(Collection entries)
* * *
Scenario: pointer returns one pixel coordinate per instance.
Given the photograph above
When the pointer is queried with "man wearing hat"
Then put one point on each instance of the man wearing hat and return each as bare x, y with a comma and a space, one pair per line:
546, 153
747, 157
* * *
• The task
Filter the records for the word "pointer" and show every line that has it.

• Exercise response
Scenario: pointer returns one pixel coordinate per instance.
When the pointer is queried with "man wearing hat"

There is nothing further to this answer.